_DATA TO PROCESS_
= = = = =
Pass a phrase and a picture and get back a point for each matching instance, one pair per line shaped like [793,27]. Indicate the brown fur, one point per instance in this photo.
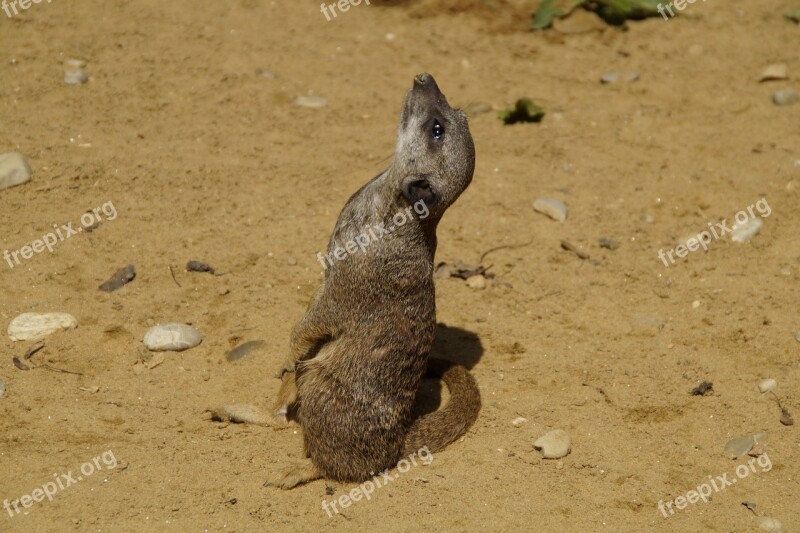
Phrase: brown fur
[358,355]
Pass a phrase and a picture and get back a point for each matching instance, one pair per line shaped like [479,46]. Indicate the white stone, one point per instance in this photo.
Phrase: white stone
[14,170]
[739,446]
[773,525]
[476,282]
[75,76]
[552,208]
[171,337]
[554,445]
[35,326]
[767,385]
[748,230]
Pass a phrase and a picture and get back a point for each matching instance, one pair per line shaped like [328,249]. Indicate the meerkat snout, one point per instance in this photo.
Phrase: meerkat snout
[434,148]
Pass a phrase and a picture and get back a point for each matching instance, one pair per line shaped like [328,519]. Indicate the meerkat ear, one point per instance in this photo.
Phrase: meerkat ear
[416,189]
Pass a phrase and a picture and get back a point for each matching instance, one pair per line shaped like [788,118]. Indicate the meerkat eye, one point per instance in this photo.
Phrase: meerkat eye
[438,130]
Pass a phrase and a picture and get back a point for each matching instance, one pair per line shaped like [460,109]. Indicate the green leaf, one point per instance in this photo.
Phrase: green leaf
[544,16]
[793,14]
[523,111]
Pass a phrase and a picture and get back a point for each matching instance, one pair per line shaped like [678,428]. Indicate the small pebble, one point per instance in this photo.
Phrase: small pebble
[314,102]
[704,388]
[75,76]
[554,445]
[744,232]
[609,244]
[552,208]
[767,385]
[785,97]
[14,170]
[35,326]
[171,337]
[199,266]
[476,282]
[739,446]
[773,525]
[121,277]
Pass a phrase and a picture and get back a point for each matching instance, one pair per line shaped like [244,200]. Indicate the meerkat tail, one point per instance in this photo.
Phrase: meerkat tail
[438,429]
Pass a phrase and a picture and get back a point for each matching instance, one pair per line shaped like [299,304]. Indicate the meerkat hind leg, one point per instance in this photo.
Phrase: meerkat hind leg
[295,475]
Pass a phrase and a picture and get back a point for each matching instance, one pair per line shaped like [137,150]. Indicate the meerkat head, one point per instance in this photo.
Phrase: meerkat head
[435,156]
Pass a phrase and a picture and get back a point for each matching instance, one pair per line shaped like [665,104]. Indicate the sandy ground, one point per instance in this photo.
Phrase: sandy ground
[204,157]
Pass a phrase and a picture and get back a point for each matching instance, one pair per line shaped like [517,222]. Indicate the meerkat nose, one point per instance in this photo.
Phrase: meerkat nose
[423,78]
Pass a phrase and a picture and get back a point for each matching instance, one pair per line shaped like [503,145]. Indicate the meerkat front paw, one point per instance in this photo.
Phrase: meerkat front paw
[294,475]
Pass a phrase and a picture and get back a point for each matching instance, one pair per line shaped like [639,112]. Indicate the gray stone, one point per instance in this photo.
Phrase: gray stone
[14,170]
[171,337]
[739,446]
[744,232]
[554,445]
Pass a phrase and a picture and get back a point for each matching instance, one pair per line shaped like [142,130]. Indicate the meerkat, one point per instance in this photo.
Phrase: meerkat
[358,355]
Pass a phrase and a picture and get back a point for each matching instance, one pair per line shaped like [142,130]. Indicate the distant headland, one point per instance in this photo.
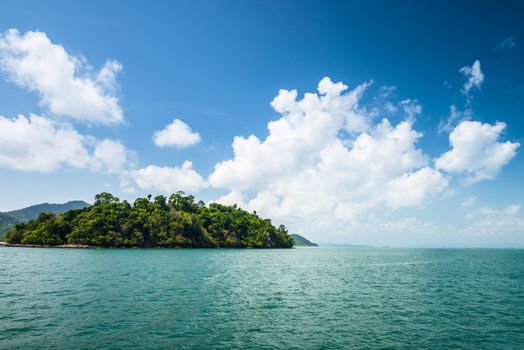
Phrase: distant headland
[178,222]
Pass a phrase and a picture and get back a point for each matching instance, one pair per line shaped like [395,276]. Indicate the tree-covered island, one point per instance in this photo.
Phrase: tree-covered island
[159,222]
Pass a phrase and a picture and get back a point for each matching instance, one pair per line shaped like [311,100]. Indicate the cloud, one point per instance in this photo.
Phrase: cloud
[506,45]
[474,77]
[40,144]
[454,117]
[475,152]
[177,134]
[412,109]
[325,160]
[167,179]
[66,84]
[497,222]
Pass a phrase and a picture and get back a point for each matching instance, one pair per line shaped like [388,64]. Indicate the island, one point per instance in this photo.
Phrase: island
[178,221]
[10,218]
[301,241]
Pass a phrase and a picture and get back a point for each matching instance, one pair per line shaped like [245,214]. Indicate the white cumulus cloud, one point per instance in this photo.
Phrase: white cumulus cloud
[476,151]
[177,134]
[40,144]
[325,160]
[474,77]
[168,179]
[66,84]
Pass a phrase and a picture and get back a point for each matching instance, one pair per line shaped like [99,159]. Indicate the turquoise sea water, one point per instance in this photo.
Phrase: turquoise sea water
[305,298]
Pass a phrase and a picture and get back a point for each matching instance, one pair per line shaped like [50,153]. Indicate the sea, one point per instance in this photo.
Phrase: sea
[302,298]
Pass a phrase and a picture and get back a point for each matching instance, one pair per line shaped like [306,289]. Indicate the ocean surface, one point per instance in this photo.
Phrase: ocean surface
[304,298]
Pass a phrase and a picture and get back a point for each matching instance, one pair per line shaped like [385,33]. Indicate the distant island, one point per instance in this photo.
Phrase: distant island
[301,241]
[179,221]
[10,218]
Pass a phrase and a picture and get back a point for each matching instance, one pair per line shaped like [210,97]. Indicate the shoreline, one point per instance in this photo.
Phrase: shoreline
[65,246]
[84,246]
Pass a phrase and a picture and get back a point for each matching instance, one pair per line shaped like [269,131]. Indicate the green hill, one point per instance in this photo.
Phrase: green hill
[301,241]
[11,218]
[159,222]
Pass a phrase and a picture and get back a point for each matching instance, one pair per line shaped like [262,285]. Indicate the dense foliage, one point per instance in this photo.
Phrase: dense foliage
[302,241]
[11,218]
[177,222]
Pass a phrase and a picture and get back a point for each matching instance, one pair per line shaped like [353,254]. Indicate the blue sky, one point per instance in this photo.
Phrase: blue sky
[217,66]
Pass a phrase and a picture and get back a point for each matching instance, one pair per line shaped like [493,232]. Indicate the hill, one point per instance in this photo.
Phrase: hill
[11,218]
[301,241]
[159,222]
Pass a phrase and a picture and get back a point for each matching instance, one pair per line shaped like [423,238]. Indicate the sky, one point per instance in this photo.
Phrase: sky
[377,122]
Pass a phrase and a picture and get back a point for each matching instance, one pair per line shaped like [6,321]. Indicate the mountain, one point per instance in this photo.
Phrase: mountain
[301,241]
[11,218]
[177,222]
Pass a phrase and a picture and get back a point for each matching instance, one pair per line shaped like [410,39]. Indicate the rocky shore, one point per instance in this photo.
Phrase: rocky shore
[75,246]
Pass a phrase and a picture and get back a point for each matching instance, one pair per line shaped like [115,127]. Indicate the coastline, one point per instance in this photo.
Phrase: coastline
[67,246]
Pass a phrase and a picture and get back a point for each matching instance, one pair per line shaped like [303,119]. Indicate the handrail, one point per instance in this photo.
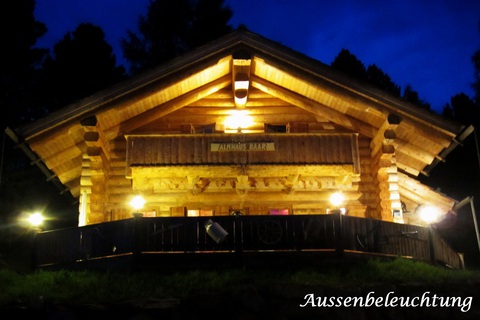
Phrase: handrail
[334,233]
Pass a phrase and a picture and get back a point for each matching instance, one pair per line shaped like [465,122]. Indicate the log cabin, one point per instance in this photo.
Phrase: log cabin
[243,126]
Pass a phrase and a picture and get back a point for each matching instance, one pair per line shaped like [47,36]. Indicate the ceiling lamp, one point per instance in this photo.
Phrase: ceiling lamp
[238,120]
[240,86]
[241,81]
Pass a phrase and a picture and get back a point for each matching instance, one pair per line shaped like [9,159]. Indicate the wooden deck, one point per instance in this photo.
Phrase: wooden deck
[180,240]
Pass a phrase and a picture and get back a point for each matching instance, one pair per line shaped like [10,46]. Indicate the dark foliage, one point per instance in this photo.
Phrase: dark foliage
[83,64]
[348,63]
[173,27]
[19,74]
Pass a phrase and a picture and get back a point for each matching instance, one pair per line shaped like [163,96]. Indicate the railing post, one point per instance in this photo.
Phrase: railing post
[34,248]
[137,237]
[338,221]
[431,245]
[238,230]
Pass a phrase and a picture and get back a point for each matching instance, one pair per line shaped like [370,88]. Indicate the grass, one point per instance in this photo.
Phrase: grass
[88,287]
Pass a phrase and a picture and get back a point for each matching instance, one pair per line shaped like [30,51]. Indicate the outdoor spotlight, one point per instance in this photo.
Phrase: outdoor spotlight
[336,199]
[429,214]
[137,203]
[35,219]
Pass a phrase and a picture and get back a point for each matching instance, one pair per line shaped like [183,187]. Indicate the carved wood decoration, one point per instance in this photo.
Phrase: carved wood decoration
[313,131]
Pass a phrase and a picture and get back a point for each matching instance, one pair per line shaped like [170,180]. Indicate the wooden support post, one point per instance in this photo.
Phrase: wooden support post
[384,166]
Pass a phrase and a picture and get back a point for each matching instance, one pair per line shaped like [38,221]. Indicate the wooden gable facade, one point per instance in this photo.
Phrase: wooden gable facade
[308,131]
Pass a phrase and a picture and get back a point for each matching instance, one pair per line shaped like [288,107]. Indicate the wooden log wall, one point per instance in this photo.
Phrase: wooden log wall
[385,169]
[151,150]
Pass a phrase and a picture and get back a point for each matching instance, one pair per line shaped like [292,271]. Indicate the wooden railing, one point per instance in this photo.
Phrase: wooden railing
[334,233]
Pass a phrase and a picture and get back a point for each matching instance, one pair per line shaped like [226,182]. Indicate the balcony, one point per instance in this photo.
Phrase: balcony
[185,242]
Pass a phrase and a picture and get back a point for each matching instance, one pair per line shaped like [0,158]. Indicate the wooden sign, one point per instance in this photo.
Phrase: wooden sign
[241,146]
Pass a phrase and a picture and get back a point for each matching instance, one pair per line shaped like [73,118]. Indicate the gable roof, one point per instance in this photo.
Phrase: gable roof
[278,76]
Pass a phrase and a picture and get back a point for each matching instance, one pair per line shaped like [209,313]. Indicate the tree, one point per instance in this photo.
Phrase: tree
[412,96]
[173,27]
[476,83]
[348,63]
[382,80]
[19,32]
[83,64]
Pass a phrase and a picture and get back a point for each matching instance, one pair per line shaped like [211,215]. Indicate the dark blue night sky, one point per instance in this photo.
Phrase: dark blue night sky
[426,44]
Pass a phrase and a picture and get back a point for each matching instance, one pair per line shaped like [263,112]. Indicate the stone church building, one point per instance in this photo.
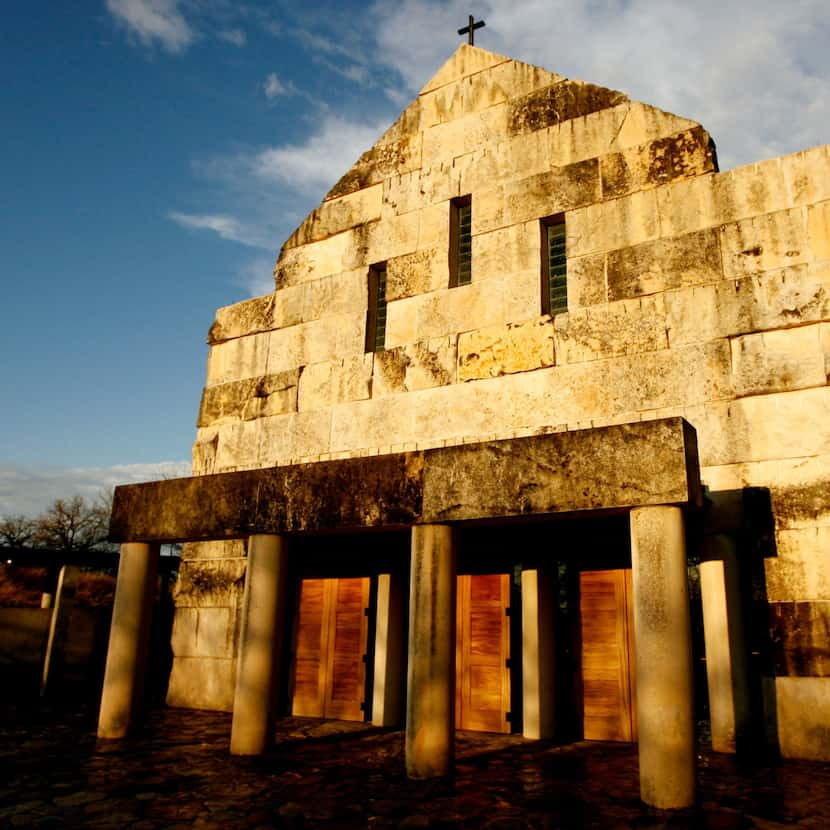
= = = = =
_WHAT TO DO_
Locate every line in the rows above that contains the string "front", and copy each of those lines. Case counts when matching.

_TASK SOLUTION_
Pass a phrase and a picture and get back a point for each matching instance, one pair per line shaped like [503,145]. Indicate the meerkat front paw, one point per instance in this photo.
Phrase: meerkat front paw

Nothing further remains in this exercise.